» **What needs to be done**: Edit the lines below so that each "instance" becomes "object", with nothing else changed.

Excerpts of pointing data

#####

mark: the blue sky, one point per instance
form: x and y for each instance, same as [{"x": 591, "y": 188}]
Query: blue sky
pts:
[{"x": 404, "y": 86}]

#####

» **Result of the task**:
mark: the blue sky, one point per object
form: x and y for each object, same as [{"x": 591, "y": 188}]
Query: blue sky
pts:
[{"x": 404, "y": 86}]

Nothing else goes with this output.